→ **About this exercise**: An exact transcription of every entry is required, with the images left out.

(Natural language region descriptions)
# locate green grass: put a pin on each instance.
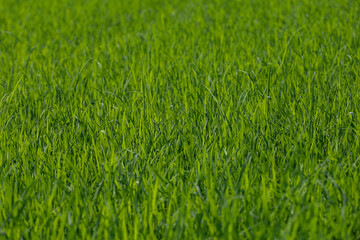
(183, 119)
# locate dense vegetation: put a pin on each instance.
(189, 119)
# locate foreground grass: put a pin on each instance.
(179, 119)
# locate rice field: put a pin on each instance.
(183, 119)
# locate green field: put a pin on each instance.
(182, 119)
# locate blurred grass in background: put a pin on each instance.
(179, 119)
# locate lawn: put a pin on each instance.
(182, 119)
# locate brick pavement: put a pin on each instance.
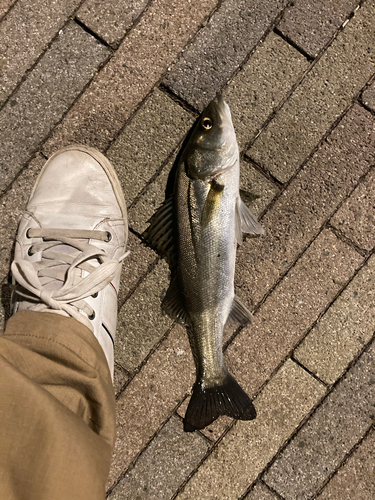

→ **Your solution**:
# locate green grass: put a pin on each instance.
(183, 119)
# locate dense vegetation: put a pin on each instance.
(189, 119)
# locate foreground grass: put a pin on each instance.
(179, 119)
# locate rice field: put a pin on each instance.
(183, 119)
# locate green field: put a pin on each instance.
(182, 119)
# locate blurred grass in background: put a pin on each instance.
(179, 119)
# locate lawn: put a pin on each instance.
(182, 119)
# locate brick pavement: put a pin on each instance.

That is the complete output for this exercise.